**YOUR GOAL:** Summarize the source excerpt on confidence bands below in two sentences.
===== SOURCE EXCERPT
A denser grid of x-values to obtain the pointwise confidence band AROUND the regression line:

x.Mg <- seq(min(Dris[, "Mg"]) - 1, max(Dris[, "Mg"]) + 1, length = 101)
ciEY.aLogMg <- predict(aLogMg, data.frame(Mg = x.Mg), interval = "confidence", 
                       level = 0.95)

Observations together with the estimated regression line and a sequence of confidence intervals for \(E[Y|\boldsymbol{X} = \boldsymbol{x}]\) are visualized as a band – confidence region (band) AROUND the regression line.

par(mfrow = c(1,1), mar = c(4,4,0.5,0.5))
plot(yield ~ log2(Mg), data = Dris, 
     ylab = "Yield", xlab = "Log2(Mg)", 
     pch = 23, col = "orange", bg = "beige")
lines(log2(x.Mg), ciEY.aLogMg[, "fit"], lwd = 2, col = "red4")
lines(log2(x.Mg), ciEY.aLogMg[, "lwr"], lwd = 2, col = "red3", lty = 2)
lines(log2(x.Mg), ciEY.aLogMg[, "upr"], lwd = 2, col = "red3", lty = 2)

### Where is the band narrowest? 
abline(v = mean(log2(Dris$Mg)))
abline(h = mean(Dris$yield))

Everything can be also plotted with respect to the original scale of the magnesium concentration:

par(mfrow = c(1,1), mar = c(4,4,0.5,0.5))
plot(yield ~ Mg, data = Dris, 
     ylab = "Yield", xlab = "Mg", 
     pch = 23, col = "orange", bg = "beige")
lines(x.Mg, ciEY.aLogMg[, "fit"], lwd = 2, col = "red4")
lines(x.Mg, ciEY.aLogMg[, "lwr"], lwd = 2, col = "red3", lty = 2)
lines(x.Mg, ciEY.aLogMg[, "upr"], lwd = 2, col = "red3", lty = 2)

### What about now?
abline(v = 2^mean(log2(Dris$Mg)))
==========
===== EXTRACTED MATERIAL
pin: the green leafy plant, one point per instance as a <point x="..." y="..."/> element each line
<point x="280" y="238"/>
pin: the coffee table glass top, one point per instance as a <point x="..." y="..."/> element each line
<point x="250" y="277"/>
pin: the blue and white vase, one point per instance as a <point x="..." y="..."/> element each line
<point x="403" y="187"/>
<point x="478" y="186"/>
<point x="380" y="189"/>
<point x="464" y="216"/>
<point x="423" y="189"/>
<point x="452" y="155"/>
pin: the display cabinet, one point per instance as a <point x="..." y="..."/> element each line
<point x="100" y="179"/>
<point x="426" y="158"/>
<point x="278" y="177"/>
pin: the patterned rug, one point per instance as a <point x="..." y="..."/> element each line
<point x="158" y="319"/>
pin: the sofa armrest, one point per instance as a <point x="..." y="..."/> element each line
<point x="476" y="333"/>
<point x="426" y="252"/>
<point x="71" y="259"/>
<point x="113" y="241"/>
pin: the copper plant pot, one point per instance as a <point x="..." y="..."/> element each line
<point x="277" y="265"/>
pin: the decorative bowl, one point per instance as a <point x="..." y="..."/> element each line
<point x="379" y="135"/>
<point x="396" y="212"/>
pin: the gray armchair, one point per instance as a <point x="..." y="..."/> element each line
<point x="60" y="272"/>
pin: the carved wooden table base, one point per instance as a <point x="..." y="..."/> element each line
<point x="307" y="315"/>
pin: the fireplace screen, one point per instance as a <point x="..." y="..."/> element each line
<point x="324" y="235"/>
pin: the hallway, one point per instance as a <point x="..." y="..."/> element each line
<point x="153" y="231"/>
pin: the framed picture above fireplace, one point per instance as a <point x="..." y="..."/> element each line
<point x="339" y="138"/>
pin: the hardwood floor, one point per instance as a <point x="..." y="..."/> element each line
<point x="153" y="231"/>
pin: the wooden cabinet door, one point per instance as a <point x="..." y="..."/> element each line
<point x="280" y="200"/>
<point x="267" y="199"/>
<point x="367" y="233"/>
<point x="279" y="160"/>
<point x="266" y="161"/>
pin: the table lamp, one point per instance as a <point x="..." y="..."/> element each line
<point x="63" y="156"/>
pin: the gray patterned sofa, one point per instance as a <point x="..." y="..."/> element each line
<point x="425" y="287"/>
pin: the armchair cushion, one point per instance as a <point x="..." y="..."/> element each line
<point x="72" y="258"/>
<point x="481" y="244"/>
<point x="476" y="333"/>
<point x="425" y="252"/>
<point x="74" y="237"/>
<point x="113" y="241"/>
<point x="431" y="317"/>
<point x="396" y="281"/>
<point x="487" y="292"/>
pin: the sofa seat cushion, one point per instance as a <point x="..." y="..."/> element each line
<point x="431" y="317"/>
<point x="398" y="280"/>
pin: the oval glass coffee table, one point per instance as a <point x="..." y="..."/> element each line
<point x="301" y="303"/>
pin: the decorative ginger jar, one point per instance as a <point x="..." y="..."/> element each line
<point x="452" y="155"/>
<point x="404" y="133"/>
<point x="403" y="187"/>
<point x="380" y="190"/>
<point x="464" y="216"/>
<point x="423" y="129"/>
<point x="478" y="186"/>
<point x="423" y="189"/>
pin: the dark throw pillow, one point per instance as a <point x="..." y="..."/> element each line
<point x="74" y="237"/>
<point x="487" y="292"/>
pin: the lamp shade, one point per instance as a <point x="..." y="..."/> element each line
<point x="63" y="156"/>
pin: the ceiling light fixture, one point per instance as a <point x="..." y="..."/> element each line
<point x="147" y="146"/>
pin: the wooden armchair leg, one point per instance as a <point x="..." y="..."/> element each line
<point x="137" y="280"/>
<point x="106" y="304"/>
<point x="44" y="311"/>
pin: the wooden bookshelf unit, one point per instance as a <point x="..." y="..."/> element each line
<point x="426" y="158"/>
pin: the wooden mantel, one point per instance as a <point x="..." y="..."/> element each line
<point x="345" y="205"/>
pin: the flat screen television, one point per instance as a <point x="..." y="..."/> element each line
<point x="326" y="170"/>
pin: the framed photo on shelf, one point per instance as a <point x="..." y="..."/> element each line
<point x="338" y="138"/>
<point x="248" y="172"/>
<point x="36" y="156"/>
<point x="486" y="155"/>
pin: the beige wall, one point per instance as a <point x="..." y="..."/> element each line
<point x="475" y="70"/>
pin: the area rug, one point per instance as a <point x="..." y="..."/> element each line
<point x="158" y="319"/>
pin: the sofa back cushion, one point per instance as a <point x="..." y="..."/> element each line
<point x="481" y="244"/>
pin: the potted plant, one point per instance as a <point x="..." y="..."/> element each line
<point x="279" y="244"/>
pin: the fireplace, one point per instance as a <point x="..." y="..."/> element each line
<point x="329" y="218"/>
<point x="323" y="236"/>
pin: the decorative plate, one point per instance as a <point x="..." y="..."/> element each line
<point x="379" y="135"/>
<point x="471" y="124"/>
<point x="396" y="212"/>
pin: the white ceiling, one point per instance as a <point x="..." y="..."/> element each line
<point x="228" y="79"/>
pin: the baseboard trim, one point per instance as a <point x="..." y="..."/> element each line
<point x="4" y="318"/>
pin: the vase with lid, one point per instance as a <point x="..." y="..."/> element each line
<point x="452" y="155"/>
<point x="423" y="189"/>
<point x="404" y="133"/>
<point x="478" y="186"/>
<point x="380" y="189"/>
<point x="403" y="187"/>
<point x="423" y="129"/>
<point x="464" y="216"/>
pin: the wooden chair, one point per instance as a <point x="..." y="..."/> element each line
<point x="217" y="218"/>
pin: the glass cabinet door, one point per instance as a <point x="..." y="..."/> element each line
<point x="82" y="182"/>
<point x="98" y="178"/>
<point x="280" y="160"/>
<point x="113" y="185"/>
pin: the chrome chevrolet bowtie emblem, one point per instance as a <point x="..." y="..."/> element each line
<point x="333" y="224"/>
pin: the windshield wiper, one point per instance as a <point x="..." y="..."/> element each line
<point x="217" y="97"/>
==========
===== EXTRACTED MATERIAL
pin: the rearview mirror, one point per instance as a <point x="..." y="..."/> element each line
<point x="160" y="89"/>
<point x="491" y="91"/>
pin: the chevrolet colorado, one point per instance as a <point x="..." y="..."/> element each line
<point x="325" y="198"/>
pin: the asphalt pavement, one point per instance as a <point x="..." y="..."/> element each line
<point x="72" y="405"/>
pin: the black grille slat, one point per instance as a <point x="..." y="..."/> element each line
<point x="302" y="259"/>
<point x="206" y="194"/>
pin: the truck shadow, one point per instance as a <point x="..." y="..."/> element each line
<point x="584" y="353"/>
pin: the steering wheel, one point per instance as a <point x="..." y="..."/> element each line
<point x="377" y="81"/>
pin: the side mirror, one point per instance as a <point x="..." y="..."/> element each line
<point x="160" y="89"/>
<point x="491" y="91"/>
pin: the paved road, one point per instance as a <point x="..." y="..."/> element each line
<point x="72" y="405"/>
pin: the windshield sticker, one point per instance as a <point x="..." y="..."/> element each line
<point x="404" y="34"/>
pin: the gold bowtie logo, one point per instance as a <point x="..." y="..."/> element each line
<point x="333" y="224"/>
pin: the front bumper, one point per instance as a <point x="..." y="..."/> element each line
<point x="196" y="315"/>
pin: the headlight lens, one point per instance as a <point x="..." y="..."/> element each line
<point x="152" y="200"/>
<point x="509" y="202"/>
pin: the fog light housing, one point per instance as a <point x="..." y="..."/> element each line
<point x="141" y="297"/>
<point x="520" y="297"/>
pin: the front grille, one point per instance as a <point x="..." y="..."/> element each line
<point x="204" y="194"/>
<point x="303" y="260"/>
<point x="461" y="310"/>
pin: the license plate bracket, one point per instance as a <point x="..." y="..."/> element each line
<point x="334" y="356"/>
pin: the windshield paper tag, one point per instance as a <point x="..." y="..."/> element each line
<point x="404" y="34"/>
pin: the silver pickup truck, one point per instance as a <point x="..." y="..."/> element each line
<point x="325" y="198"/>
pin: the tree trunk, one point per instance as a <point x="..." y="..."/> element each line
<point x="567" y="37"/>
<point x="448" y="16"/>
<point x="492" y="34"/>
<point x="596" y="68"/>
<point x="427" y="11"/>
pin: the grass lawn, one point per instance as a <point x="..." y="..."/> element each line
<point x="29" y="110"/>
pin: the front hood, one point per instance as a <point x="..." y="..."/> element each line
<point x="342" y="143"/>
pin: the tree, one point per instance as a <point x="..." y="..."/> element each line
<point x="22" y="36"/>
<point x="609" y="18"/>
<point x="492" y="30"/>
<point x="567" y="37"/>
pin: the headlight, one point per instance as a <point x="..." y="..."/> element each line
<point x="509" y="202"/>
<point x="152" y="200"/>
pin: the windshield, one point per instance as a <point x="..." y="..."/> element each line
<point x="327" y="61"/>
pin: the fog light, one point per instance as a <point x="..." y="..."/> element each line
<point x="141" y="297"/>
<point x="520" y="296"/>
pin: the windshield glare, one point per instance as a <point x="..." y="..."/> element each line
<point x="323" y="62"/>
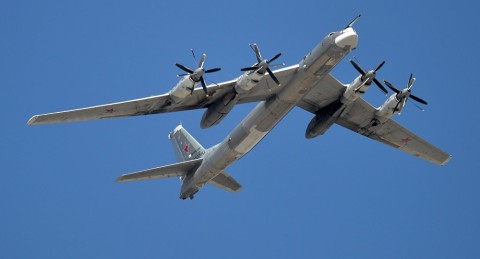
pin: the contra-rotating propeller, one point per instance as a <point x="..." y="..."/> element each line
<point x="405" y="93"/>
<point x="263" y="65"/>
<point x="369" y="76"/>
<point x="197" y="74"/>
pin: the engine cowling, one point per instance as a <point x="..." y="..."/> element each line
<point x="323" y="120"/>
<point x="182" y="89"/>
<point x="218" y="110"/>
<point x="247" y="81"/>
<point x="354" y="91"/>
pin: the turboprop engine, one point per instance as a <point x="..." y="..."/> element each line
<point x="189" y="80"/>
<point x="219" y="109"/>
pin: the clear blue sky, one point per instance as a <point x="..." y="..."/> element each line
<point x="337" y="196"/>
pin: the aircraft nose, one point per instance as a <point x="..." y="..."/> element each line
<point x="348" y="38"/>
==========
**SOLVED EXERCISE:** A denser grid of 101 magnesium values is passed to predict() to obtain a pointwise 95% confidence band around the regression line. The observations, the estimated regression line and the band are plotted against log2(Mg), with reference lines at the means to show where the band is narrowest, and then plotted again on the original scale of the magnesium concentration.